* **PROVIDED TEXT**
┌────────

- Portrayed by: Billy Hartman
- Duration: 1995–2011
- First appearance: 2 February 1995
- Last appearance: 13 January 2011
- Introduced by: Mervyn Watson
- Spin-off appearances: The Dingles Down Under (1997)

= Terry Woods (Emmerdale) =

Fictional character from Emmerdale

Terry Woods is a fictional character from the British television soap opera Emmerdale, played by Billy Hartman. He was one of the longest-serving characters in the show up until he was killed off alongside Viv Hope (Deena Payne) in early 2011, after 16 years.

==Development==
Hartman said he found his audition for the role daunting. Terry was meant to be a former rugby player and there were five "really huge blokes" also waiting to audition, which made Hartman think he had come for the wrong job. He was given the role and was paired with Michelle Holmes who was cast as Terry's wife, Britt Woods. It was known that Holmes was only staying for six months and Hartman assumed that he would be leaving too, which is why he accepted the part. He admitted that he never wanted to appear in a soap opera, but came to realise that it often led to major roles in other shows. Hartman made his first appearance as Terry on 2 February 1995.

Terry and Britt's relationship soon runs into problems, which are exacerbated when they are offered the chance to run a pub in York. Britt decides to take the job as she hopes that it will actually improve their marriage, but Terry is not so sure. Hartman told Victoria Ross of Inside Soap: "He is truly in love with Britt but their marriage just isn't working out. Britt thought that by moving on they could make a fresh start, but Terry stood up to her for once. He realised that their problems wouldn't just vanish because of a change of location." Terry decides to make a final plea to Britt and visits her in York in an attempt to bring her home with him, but she refuses to return to Emmerdale. Back in the village, Terry begins drinking heavily and Alan Turner (Richard Thorp) tries to help him out. Hartman reckoned the development would lead to the pair forming a good friendship. He told Ross that his character was starting to feel at home in the village, and the trouble with Britt meant that he and Alan had started getting along better.

└────────

* **SET TASK 1**
Name every actor or actress mentioned in the Terry Woods article.
* **SET TASK 2**
Decide whether each statement agrees with the Terry Woods article, answering yes or no and quoting the words that settle it: (a) Hartman took the part because he expected to leave when Holmes did. (b) Terry moves to York with Britt to run the pub. (c) Terry was killed off in early 2011 after 16 years.
* **SET TASK 3**
Print the Terry Woods article starting at "Fictional character from Emmerdale" and ending at "after 16 years.".

[Stored items from a collection]
┌────────

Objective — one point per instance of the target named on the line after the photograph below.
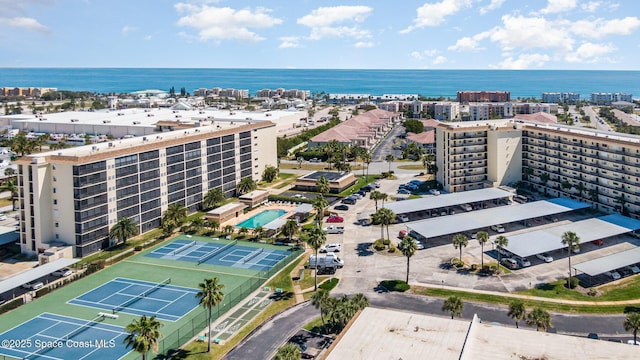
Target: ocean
(429, 83)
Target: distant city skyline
(445, 34)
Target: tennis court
(139, 297)
(220, 252)
(50, 336)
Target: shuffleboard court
(220, 252)
(139, 297)
(57, 337)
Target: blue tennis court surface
(220, 253)
(54, 337)
(139, 297)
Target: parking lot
(364, 268)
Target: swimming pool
(261, 219)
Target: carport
(34, 274)
(610, 262)
(550, 239)
(500, 215)
(447, 200)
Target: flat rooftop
(550, 239)
(329, 175)
(480, 219)
(447, 200)
(391, 334)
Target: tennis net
(140, 296)
(183, 247)
(213, 253)
(253, 255)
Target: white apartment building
(598, 167)
(74, 196)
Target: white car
(62, 272)
(544, 257)
(33, 285)
(331, 248)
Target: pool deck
(289, 208)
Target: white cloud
(337, 21)
(557, 6)
(439, 60)
(599, 28)
(495, 4)
(224, 23)
(127, 29)
(590, 52)
(591, 6)
(527, 33)
(364, 44)
(524, 61)
(26, 23)
(434, 14)
(289, 42)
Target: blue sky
(371, 34)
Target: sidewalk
(528, 297)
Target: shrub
(395, 285)
(378, 245)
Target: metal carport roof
(447, 200)
(550, 239)
(610, 262)
(35, 273)
(499, 215)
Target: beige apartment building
(74, 196)
(598, 167)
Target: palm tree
(501, 241)
(517, 311)
(319, 204)
(246, 185)
(632, 323)
(124, 229)
(210, 295)
(316, 239)
(174, 216)
(482, 237)
(319, 300)
(270, 173)
(408, 247)
(460, 241)
(212, 198)
(290, 228)
(389, 159)
(288, 351)
(143, 335)
(323, 186)
(572, 241)
(540, 318)
(377, 195)
(453, 305)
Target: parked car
(335, 219)
(544, 257)
(335, 247)
(33, 285)
(509, 263)
(62, 272)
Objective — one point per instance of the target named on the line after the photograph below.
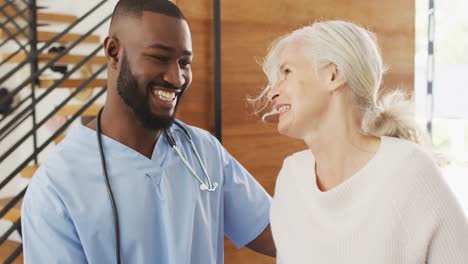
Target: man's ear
(112, 50)
(336, 78)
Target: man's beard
(127, 87)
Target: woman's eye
(185, 63)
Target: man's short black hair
(136, 8)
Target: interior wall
(248, 28)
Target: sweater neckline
(348, 191)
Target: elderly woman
(365, 190)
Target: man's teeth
(284, 108)
(165, 96)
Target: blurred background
(53, 74)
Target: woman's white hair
(355, 52)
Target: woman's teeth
(165, 96)
(284, 108)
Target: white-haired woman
(365, 191)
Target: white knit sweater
(397, 209)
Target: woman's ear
(112, 50)
(336, 78)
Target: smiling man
(136, 185)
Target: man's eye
(185, 63)
(160, 58)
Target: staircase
(49, 85)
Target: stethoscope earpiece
(208, 186)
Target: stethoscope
(208, 186)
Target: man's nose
(174, 75)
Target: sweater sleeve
(449, 242)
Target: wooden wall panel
(248, 28)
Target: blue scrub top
(164, 216)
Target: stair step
(70, 110)
(73, 83)
(57, 18)
(44, 36)
(42, 16)
(58, 139)
(29, 171)
(67, 59)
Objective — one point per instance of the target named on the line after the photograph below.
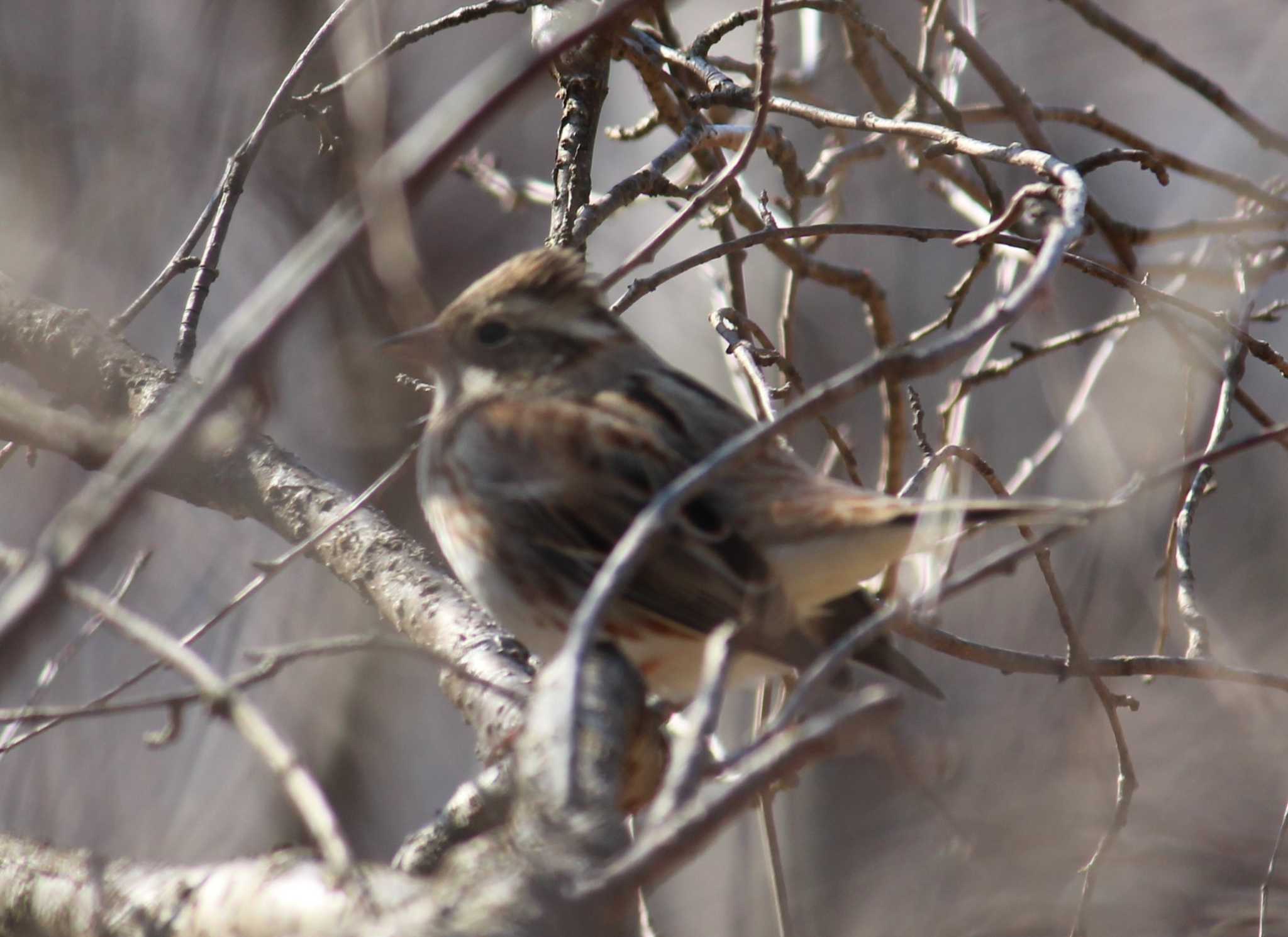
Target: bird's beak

└────────

* **FULL ANSWER 1**
Billy Hartman, Deena Payne, Michelle Holmes, Richard Thorp

* **FULL ANSWER 2**
(a) Yes: "Hartman assumed that he would be leaving too, which is why he accepted the part."
(b) No: "visits her in York in an attempt to bring her home with him"
(c) Yes: "he was killed off alongside Viv Hope (Deena Payne) in early 2011, after 16 years."

* **FULL ANSWER 3**
Fictional character from Emmerdale

Terry Woods is a fictional character from the British television soap opera Emmerdale, played by Billy Hartman. He was one of the longest-serving characters in the show up until he was killed off alongside Viv Hope (Deena Payne) in early 2011, after 16 years.